▸ TEXT EXCERPT
★ ★ ★ ★ ★
The number of battery energy storage systems in service in the U.S. has grown from seven in 2010, accounting for 59 MW of power capacity, to 125 by the end of 2018, accounting for 869 MW of power capacity, with a further 1.2 GW of storage expected to come online in the next one or two years. The decrease in the cost of utility scale battery storage by almost 70% between 2015 and 2018 has supported the strong growth, which analysts predict will continue throughout this decade.

Though there a variety of methods for storing power, lithium-ion batteries are the current favorite. “We’ve been through a few technology cycles,” Lund said. “Lithium-ion is the dominant technology and is likely to stay that for the foreseeable future. It’s relatively cheap, and it works, [and] the stuff that works better right now is more expensive. In this country, these decisions are made by the market, and the market looks for the good-enough, low-cost thing of the moment.”

Observers note that hydrogen — where excess electricity generation is converted by hydrolysis into hydrogen, which can be re-electrified in fuel cells or used in power plants — is the largest viable competitor to lithium-ion batteries for use with stationary applications and to charge vehicles. “There does seem to be a demand, essentially in a fuel cell,” Echols said. “You can store it longer, and with fuel cells, the storage capability, the ways you can hold onto that hydrogen, it could be longer.”

Martin notes another advantage of using hydrogen as a storage medium. “From a hydrogen perspective, the utilities that are facing this prospect are where the public is concerned about GHG [greenhouse gas] emissions, and climate change,” he said. “It’s a way to adapt their existing infrastructure in a less-climate-intensive way.”
★ ★ ★ ★ ★
▸ GIVEN ENTRIES
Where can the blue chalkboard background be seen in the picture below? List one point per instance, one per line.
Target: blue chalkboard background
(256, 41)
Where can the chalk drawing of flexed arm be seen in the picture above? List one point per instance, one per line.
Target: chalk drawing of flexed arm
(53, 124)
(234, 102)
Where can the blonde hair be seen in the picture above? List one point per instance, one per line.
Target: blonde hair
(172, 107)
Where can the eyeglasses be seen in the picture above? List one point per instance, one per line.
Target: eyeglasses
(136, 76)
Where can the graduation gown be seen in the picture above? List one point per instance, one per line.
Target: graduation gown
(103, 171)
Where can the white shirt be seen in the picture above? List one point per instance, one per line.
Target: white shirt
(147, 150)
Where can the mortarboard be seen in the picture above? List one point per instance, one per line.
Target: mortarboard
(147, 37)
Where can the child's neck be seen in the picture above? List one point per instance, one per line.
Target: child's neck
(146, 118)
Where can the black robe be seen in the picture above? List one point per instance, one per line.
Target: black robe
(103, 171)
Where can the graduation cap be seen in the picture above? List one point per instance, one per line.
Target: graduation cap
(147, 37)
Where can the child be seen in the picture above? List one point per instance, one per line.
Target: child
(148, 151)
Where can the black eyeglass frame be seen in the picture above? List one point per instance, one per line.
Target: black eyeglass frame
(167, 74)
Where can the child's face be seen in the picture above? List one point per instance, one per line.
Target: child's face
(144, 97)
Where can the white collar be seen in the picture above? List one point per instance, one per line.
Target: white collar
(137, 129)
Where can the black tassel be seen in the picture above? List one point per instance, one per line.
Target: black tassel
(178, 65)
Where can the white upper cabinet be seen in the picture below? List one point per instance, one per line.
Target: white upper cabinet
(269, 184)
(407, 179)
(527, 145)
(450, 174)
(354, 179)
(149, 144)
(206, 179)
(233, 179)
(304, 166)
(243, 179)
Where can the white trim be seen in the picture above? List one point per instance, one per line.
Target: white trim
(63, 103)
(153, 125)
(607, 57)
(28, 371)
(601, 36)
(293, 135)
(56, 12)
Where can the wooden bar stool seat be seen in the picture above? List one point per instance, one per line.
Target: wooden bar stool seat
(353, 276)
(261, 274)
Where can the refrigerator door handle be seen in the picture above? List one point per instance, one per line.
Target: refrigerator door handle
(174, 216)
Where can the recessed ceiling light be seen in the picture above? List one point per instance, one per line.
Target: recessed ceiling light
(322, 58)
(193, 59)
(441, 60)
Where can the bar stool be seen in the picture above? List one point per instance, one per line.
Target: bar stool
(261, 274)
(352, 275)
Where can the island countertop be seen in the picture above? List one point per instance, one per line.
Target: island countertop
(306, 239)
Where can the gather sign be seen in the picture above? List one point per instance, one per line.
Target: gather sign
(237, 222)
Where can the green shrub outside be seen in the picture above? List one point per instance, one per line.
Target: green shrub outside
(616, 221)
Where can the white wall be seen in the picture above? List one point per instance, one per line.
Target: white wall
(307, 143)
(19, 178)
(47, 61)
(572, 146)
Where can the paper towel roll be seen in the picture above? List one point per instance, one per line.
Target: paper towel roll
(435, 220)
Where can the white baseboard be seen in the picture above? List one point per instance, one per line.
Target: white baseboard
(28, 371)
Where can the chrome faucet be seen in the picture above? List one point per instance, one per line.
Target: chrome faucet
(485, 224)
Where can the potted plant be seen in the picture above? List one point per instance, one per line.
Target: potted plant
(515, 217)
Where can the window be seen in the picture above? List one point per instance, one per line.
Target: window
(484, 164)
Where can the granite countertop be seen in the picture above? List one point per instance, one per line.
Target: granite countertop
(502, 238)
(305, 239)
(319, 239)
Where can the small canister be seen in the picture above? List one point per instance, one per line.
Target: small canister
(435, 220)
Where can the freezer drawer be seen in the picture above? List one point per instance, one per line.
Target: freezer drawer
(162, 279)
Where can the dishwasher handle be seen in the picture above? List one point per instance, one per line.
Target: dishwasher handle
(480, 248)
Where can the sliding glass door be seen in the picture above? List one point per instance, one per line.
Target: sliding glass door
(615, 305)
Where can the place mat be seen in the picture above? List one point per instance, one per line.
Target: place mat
★ ★ ★ ★ ★
▸ TASK INSTRUCTIONS
1. Rewrite the energy storage text starting with "The number of" and going on through "throughout this decade.", putting "storage capacity" in place of "power capacity".
2. According to the energy storage text, by how much did the cost of utility scale battery storage fall between 2015 and 2018?
3. For each statement, say whether it agrees with the energy storage text, and quote the words that decide it.
(a) By the end of 2018, 125 battery energy storage systems were in service in the U.S.
(b) Lund expects lithium-ion batteries to lose their dominant position soon.
(c) Echols is the one who points to hydrogen's advantage for utilities whose public is concerned about greenhouse gas emissions.

▸ SOLUTION LIST
1.
The number of battery energy storage systems in service in the U.S. has grown from seven in 2010, accounting for 59 MW of storage capacity, to 125 by the end of 2018, accounting for 869 MW of storage capacity, with a further 1.2 GW of storage expected to come online in the next one or two years. The decrease in the cost of utility scale battery storage by almost 70% between 2015 and 2018 has supported the strong growth, which analysts predict will continue throughout this decade.

2. By almost 70%.

3.
(a) Yes: "to 125 by the end of 2018"
(b) No: "is likely to stay that for the foreseeable future"
(c) No: "Martin notes another advantage of using hydrogen as a storage medium."